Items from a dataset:
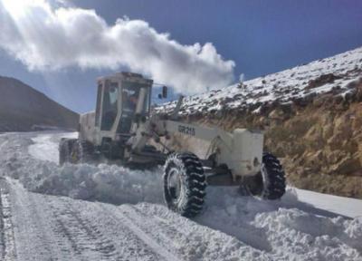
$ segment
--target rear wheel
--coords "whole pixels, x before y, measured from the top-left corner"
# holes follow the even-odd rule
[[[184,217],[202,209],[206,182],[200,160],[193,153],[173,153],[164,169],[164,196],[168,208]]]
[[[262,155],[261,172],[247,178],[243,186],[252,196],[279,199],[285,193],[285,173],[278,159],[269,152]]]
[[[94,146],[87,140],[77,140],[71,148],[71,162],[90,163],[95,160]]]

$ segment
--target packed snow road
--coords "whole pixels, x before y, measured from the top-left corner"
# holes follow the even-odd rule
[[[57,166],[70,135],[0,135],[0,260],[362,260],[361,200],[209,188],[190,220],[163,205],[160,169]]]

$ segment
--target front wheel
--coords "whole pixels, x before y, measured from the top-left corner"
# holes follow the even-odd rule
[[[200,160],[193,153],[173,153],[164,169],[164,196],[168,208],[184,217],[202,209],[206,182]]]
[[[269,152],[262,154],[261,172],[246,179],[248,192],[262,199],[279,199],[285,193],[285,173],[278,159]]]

---

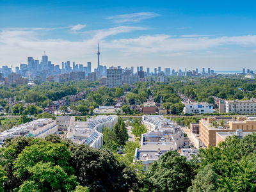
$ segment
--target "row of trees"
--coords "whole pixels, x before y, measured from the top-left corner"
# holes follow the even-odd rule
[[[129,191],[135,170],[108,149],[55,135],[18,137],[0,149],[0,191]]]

...

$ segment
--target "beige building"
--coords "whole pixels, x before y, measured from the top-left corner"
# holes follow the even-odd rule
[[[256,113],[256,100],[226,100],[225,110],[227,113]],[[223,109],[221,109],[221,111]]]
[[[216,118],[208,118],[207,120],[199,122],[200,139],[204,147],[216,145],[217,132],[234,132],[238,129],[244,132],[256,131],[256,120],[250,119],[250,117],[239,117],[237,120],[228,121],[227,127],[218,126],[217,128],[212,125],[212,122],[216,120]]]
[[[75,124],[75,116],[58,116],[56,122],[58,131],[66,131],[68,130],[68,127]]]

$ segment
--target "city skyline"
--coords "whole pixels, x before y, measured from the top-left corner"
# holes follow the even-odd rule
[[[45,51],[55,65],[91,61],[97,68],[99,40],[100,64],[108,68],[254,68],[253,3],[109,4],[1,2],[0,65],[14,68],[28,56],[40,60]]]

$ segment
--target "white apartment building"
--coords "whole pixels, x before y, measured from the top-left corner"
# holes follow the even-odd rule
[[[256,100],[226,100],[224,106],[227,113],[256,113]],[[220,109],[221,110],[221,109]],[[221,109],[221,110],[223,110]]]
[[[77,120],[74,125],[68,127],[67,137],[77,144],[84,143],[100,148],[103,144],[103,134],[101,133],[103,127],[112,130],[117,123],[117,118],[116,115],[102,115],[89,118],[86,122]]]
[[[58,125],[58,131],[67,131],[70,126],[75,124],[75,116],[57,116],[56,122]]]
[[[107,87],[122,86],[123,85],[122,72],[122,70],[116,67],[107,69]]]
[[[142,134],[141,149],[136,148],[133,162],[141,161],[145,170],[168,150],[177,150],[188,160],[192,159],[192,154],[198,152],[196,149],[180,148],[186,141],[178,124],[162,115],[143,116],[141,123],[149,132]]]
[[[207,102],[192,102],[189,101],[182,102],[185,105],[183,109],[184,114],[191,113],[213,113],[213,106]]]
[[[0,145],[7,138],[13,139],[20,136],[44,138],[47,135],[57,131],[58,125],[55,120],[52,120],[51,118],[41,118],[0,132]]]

**WHAT TO DO**
State the number of lines in the items above that contain the string "target". Give only the number.

**EXERCISE SOLUTION**
7